Write out the material exactly, with the pictures left out.

SUPPLIED ENTRIES:
____

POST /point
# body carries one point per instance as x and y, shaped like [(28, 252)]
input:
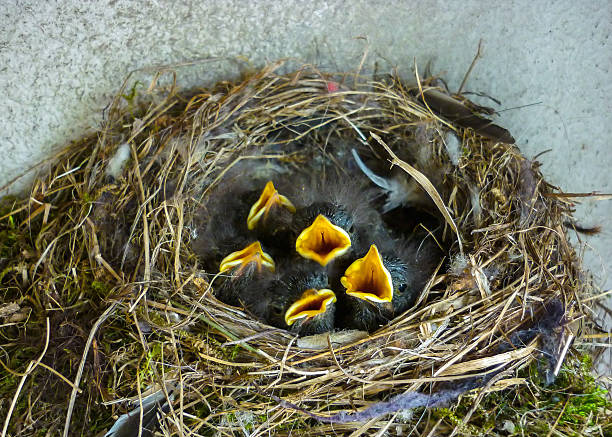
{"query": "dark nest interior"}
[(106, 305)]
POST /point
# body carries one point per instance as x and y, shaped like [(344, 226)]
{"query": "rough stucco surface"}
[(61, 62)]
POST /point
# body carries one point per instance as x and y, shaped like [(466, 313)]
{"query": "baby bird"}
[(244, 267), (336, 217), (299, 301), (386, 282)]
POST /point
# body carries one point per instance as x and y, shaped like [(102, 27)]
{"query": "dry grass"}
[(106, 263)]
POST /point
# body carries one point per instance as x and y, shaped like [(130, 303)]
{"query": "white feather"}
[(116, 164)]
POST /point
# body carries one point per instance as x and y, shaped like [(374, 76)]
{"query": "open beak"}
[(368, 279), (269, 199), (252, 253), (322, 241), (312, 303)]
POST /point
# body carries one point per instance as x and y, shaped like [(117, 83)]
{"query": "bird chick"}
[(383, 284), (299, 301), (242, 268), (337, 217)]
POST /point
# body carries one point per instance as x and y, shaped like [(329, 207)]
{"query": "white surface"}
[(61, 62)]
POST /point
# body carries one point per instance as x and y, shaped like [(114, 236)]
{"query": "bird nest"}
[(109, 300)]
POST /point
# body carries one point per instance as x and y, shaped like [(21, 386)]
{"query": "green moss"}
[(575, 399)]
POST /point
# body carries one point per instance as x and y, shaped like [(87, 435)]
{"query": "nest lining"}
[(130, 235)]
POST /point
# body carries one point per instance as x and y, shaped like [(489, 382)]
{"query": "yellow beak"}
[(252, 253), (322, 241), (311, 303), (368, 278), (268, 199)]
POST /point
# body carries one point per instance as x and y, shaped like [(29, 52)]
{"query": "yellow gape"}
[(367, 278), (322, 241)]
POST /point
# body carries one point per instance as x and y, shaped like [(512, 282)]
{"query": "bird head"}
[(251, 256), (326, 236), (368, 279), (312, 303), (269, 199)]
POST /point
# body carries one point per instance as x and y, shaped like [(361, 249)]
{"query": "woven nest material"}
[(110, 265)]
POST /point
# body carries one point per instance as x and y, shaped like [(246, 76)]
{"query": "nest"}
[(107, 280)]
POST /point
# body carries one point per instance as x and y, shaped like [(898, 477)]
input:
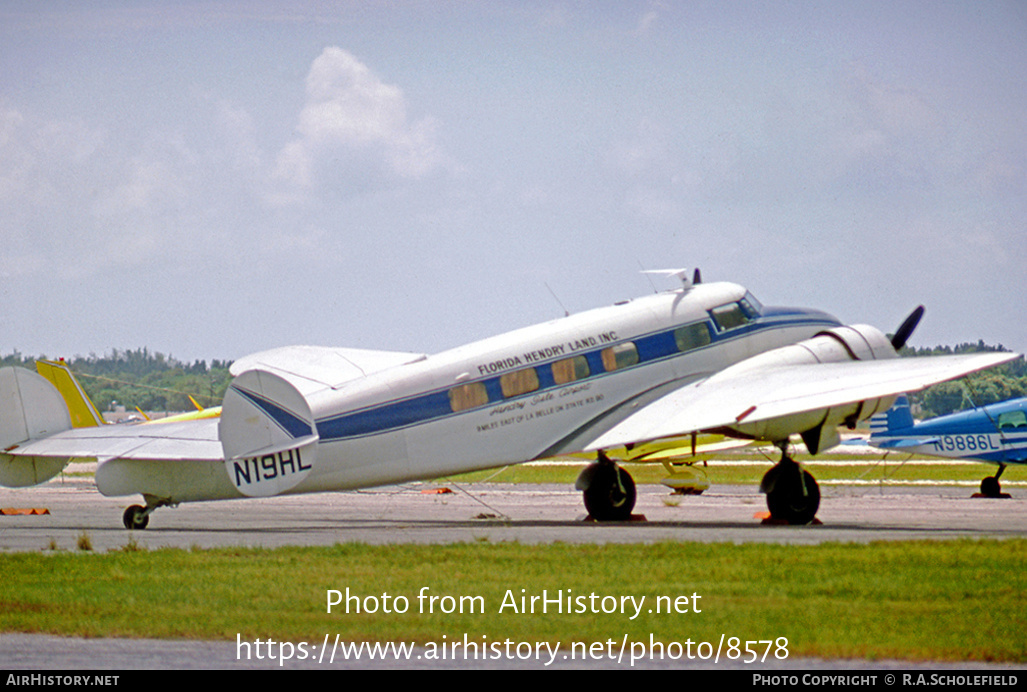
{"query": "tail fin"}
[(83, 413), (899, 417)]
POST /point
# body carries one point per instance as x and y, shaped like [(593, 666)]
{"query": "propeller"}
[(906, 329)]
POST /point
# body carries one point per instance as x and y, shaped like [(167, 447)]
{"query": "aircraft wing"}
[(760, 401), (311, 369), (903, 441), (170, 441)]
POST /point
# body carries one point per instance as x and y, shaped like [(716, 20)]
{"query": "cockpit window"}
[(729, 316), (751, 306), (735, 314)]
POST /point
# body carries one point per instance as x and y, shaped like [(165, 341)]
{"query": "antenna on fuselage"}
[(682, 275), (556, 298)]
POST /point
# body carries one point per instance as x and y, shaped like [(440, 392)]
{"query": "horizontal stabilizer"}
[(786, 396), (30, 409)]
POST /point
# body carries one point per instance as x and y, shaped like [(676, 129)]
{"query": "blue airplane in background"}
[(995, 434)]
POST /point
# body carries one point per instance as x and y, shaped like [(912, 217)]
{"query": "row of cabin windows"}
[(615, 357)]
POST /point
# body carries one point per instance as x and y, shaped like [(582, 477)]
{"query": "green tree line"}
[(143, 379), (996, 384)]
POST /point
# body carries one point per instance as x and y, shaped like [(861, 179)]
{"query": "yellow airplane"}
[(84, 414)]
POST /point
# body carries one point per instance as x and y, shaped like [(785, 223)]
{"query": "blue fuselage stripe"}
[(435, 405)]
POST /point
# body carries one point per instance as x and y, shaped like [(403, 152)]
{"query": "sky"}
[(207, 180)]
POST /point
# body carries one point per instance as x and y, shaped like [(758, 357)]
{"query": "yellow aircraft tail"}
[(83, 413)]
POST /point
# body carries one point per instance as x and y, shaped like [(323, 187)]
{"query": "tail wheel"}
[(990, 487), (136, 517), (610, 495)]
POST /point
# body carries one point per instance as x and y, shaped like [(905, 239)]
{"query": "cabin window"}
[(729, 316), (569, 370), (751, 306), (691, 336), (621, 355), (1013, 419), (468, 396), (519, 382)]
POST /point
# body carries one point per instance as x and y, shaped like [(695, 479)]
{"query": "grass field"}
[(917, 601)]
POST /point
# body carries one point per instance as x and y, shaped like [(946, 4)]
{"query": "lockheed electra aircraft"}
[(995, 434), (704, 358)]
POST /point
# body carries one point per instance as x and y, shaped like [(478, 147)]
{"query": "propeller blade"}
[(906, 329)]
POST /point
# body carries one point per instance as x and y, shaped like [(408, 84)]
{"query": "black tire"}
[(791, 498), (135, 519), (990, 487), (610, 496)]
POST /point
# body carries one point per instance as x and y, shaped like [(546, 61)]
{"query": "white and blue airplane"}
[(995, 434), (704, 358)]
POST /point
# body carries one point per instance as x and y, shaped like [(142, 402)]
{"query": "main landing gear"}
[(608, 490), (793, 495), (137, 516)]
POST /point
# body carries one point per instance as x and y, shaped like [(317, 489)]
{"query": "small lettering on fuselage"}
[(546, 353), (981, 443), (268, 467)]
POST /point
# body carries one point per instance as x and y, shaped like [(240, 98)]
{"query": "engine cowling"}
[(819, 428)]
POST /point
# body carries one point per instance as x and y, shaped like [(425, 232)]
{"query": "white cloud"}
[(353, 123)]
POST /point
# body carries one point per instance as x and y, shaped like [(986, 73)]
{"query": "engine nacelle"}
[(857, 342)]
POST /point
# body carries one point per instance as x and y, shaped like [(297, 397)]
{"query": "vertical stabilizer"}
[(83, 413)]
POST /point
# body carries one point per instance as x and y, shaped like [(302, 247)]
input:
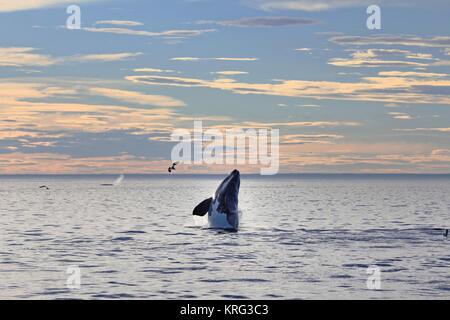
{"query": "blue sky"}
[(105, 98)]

____

RESULT BELOW:
POST /point
# body carries one point per instance as x and y, shaped like [(28, 252)]
input:
{"query": "dark nest interior"}
[(106, 305)]
POST /point
# body carries one point per instance as x and y, shaped like [(344, 226)]
{"query": "rough stucco surface"}
[(61, 62)]
POST /point
# body carries one point per instance as x and y, shaped like [(466, 313)]
{"query": "baby bird"}
[(244, 267), (336, 217), (299, 301), (386, 282)]
POST /point
# body carries one point per instance as x and y, shaped like [(102, 27)]
{"query": "dry grass"}
[(106, 263)]
POST /point
# body carries one point per instance as x and y, shaped like [(130, 303)]
{"query": "white feather"}
[(116, 164)]
POST /point
# body carries one point per instance as x and y, shaped like [(374, 76)]
{"query": "open beak"}
[(368, 279), (269, 199), (252, 253), (322, 241), (312, 303)]
POST /point
# body carries one point per instance as x and y, shaped like [(117, 83)]
{"query": "bird chick"}
[(383, 284), (299, 301), (242, 268), (337, 217)]
POST /point
# body carries one point per instance as x and y, shaped like [(329, 207)]
{"query": "white surface"}
[(61, 62)]
POST /point
# body carries one point per instance as x and y, shaped like [(114, 236)]
{"query": "bird nest"}
[(109, 300)]
POST /point
# body carries one point per instance as x and y, shaped like [(21, 386)]
{"query": "green moss"}
[(575, 399)]
POST /point
# body carries one point per instance as x and y, shaped like [(87, 435)]
{"query": "nest lining"}
[(130, 235)]
POST /point
# body carries one point per instance as x and y, shaped like [(489, 382)]
{"query": "yellow beak"}
[(252, 253), (322, 241), (311, 303), (368, 278), (268, 199)]
POST /point
# body carries one point per instance as x and y, shaped like [(29, 52)]
{"query": "yellow gape"}
[(367, 278), (322, 241)]
POST /point
# body carries one point per instance as x and y, shaped like [(512, 282)]
{"query": "bird head"}
[(251, 256), (326, 236), (368, 279), (312, 303), (269, 199)]
POST /point
# body carries one point per instance as x and y, shaped like [(361, 249)]
{"query": "woven nest material"}
[(110, 265)]
POST /point
# body carries one point per instance as x and y, shaped like [(246, 76)]
{"query": "nest"}
[(107, 280)]
POST /point
# body carries one point per instance as x and y, shaped like [(898, 477)]
input:
{"query": "tail fin"}
[(83, 413), (899, 417)]
POST /point
# body carries one point per instance as x and y, shaped like [(593, 666)]
{"query": "propeller"}
[(906, 329)]
POST /point
# body carries one point per instance as x and y, shaped like [(167, 447)]
{"query": "aircraft wing"}
[(760, 401), (311, 369), (903, 441), (170, 441)]
POST /point
# body carries one point per instance as x and y, shaped like [(716, 20)]
{"query": "cockpit window"}
[(729, 316), (751, 306), (735, 314)]
POST /point
# body carries one point per instance as x and y, shaped like [(165, 341)]
{"query": "antenna on fuselage"}
[(682, 275), (556, 298)]
POST /point
# body carries one point per instance as x and y, shaped like [(440, 392)]
{"query": "horizontal stabilizer"}
[(786, 396), (30, 409)]
POST /point
# body carries one point per instance as x and y, shaped like [(676, 129)]
{"query": "blue airplane in background"}
[(995, 434)]
POST /point
# body carries one point per instance as x and y, shaped like [(912, 217)]
{"query": "row of cabin windows"}
[(615, 357)]
POST /point
# body carries one point per instance as x and y, shaped like [(582, 477)]
{"query": "green tree line"}
[(143, 379), (996, 384)]
POST /point
# body carries one point per instance as x and y, shaped like [(861, 179)]
{"query": "yellow airplane"}
[(84, 414)]
POST /point
# body carries one point per instance as x and y, shaped like [(785, 223)]
{"query": "blue fuselage stripe"}
[(435, 405)]
POST /point
# body carries one point per instance as x and y, shaped like [(403, 152)]
{"query": "sky"}
[(207, 180)]
POST /point
# body carries one point per instance as x and y, shaped like [(758, 357)]
{"query": "yellow aircraft tail"}
[(83, 413)]
POST /point
# body carries one point per instance as x and y, shaped like [(323, 187)]
{"query": "tail wheel"}
[(990, 487), (136, 517), (610, 495)]
POST /point
# body carries one point per instance as x and y, shaped like [(905, 239)]
{"query": "cabin window"}
[(729, 316), (569, 370), (751, 306), (691, 336), (621, 355), (1013, 419), (468, 396), (519, 382)]
POST /point
# body carries one point per instance as x and y, shaped like [(695, 479)]
{"query": "grass field"}
[(917, 601)]
POST /point
# body carries one point per instance as x and y, shaped like [(946, 4)]
{"query": "lockheed electra aircraft"}
[(995, 434), (704, 358)]
POST /point
# body carries one point per instance as x and y, shaped like [(478, 147)]
{"query": "propeller blade"}
[(906, 329)]
POST /point
# body carries one point per instance as x and y, shaped like [(408, 84)]
{"query": "black tire"}
[(791, 498), (135, 519), (990, 487), (610, 496)]
POST /point
# body carries one point per instance as x and y, shaped like [(546, 61)]
{"query": "white and blue airplane"}
[(995, 434), (704, 358)]
POST /point
# body carries one point per instance as x and y, shaped like [(142, 402)]
{"query": "main landing gear"}
[(608, 490), (793, 495), (137, 516)]
POST /point
# body carries one point per instance as x and y, shaped like [(317, 489)]
{"query": "small lettering on fuselage"}
[(546, 353), (981, 443), (268, 467)]
POST /point
# body carries one point per instance as x and y, shaped like [(240, 98)]
{"query": "engine cowling"}
[(819, 428)]
POST /point
# body carries one point per instance as x and y, shaped like [(425, 232)]
{"query": "white cloud"}
[(353, 123)]
POST /point
# body carries one point per instance as x and y, shaped like [(986, 73)]
{"query": "engine nacelle"}
[(857, 342)]
POST /point
# body carries one point per instance as x and y, shaped like [(297, 397)]
{"query": "vertical stabilizer"}
[(83, 413)]
POST /point
# body carries one point per instance as x and y, shaped like [(302, 247)]
input:
{"query": "blue sky"}
[(105, 98)]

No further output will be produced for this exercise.